### Short task 1
In the passage on Covenant Eschatology, until what year must King and Don postpone justification and grace?
### Short task 2
Write the next part of the passage on Covenant Eschatology, picking up after its final sentence.

===== Quoted text

This is part 3 of Kurt’s Final Negative

Two Concurrent, Conflicting Covenants?

 

One of the more obvious problems of Covenant Eschatology is its insistence that the ceremonial and other ordinances of the Old Testament were valid and imposed until AD 70 even though the New Testament was in place.  King and Don must postpone justification and grace until AD 70 in order for their idea of a spiritualized resurrection to occur at that time, and therefore must keep the dead ordinances of the law alive, even though the gospel of Jesus Christ was already in force and effect.  Thus, if we are to believe them, there were two, conflicting, mutually exclusive covenants in force at the same time! If there was ever a system of belief rife with self- contradiction, this would have to be it!  On the one hand we have the shadow system of ceremonial law that can never forgive sins and therefore styled by a “ministration of death”, and on the other hand we have the gospel of life and grace ordained to replace the Old system, both theoretically valid and binding at the same time! Imagine, if you will, a State legislature amending its penal code, replacing the corpus of criminal statutes with new, conflicting ones, then having both valid at the same time!  Which laws are men charged to obey?  They cannot obey both, for one contradicts the duties and obligations of the other. Both cannot be valid for one set of statutes makes illegal what the other expressly commands!  The very notion of two covenants in force at one time is so totally at odds with scripture and all human experience that it is hardly necessary to refute it.  Let us look at few scriptures that show the Old Testament was annulled at the cross. We looked at some of these before, but Don ignored them.

==========
===== Entries shown

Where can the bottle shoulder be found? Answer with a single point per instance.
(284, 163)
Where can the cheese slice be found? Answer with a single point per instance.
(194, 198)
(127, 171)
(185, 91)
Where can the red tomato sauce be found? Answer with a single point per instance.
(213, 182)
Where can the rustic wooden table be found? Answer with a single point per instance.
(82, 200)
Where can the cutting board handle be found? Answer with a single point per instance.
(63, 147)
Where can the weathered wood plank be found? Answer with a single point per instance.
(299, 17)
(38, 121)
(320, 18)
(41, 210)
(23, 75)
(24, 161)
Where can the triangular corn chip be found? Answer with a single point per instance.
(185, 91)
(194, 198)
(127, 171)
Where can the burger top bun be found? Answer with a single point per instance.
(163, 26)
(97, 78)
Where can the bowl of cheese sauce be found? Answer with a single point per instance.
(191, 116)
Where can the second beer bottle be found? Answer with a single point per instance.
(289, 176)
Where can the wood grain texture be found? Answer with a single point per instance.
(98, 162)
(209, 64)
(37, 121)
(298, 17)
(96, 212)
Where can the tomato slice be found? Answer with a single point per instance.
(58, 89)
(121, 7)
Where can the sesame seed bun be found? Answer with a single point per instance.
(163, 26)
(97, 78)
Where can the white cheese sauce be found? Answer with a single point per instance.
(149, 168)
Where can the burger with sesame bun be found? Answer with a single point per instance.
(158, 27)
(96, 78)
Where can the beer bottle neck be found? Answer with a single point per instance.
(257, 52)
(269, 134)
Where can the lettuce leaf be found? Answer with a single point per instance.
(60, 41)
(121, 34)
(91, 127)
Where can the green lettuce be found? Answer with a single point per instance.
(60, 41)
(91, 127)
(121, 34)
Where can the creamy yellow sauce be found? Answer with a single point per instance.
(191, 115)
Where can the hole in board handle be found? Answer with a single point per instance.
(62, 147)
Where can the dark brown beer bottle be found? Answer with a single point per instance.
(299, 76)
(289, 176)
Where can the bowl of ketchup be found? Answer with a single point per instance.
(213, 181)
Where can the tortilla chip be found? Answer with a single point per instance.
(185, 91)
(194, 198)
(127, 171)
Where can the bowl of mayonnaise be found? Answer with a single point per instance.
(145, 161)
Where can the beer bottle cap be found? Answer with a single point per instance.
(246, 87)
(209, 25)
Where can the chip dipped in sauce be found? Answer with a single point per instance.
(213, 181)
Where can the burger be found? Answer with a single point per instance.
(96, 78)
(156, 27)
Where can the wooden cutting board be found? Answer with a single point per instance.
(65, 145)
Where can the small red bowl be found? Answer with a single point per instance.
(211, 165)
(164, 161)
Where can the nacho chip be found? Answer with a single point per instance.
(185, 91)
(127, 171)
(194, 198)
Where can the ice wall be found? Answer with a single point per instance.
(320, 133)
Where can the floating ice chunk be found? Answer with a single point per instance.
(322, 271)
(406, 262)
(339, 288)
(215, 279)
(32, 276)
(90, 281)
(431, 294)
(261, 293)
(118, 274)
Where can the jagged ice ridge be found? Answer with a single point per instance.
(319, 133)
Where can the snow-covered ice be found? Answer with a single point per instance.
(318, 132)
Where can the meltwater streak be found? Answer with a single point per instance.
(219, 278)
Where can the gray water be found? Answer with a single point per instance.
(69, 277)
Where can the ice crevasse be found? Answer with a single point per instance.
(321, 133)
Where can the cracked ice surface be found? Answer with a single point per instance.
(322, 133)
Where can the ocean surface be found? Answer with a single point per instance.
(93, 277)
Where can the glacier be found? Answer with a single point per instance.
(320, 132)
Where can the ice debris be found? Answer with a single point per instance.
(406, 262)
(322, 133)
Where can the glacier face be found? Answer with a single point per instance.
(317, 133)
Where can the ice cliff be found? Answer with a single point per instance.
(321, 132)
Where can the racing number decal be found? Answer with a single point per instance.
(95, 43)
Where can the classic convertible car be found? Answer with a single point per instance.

==========

### Task output 1
AD 70

### Task output 2
Heb. 9:17 states “a testament is of force after men are dead.”  Thus, the New Testament and gospel of Jesus Christ came into force and effect AT HIS DEATH UPON THE CROSS.  No one can have two valid wills; one must always amend or replace the other!  Ask any lawyer, or anyone who has ever made a will.  When a man changes his will, he always recites that the amended will revokes all previous wills.  The only exception would be a codicil, in which case one merely amends his existing will, rather than replacing it. It is abundantly clear that the New Testament did not merely amend the Old; it is not a codicil of the Old Testament, it altogether replaces it.  “When he said, Sacrifice and offering and burnt offerings and offering for sin thou wouldest not, neither hadst pleasure therein; which are offered by the law; then said he, Lo, I come to do thy will, O God. He taketh away the first that he may establish the second” (Heb. 10:8, 9).  TAKETH AWAY THE FIRST THAT HE MAY ESTABLISH THE SECOND. When was the second, the New Testament established?  At Jesus’ death!  A testament is of force after men are dead!  Don  must deny the legal efficacy of the New Testament in order to keep the dead ordinances of the Old Testament alive, or admit that the latter gave way to the former at the cross.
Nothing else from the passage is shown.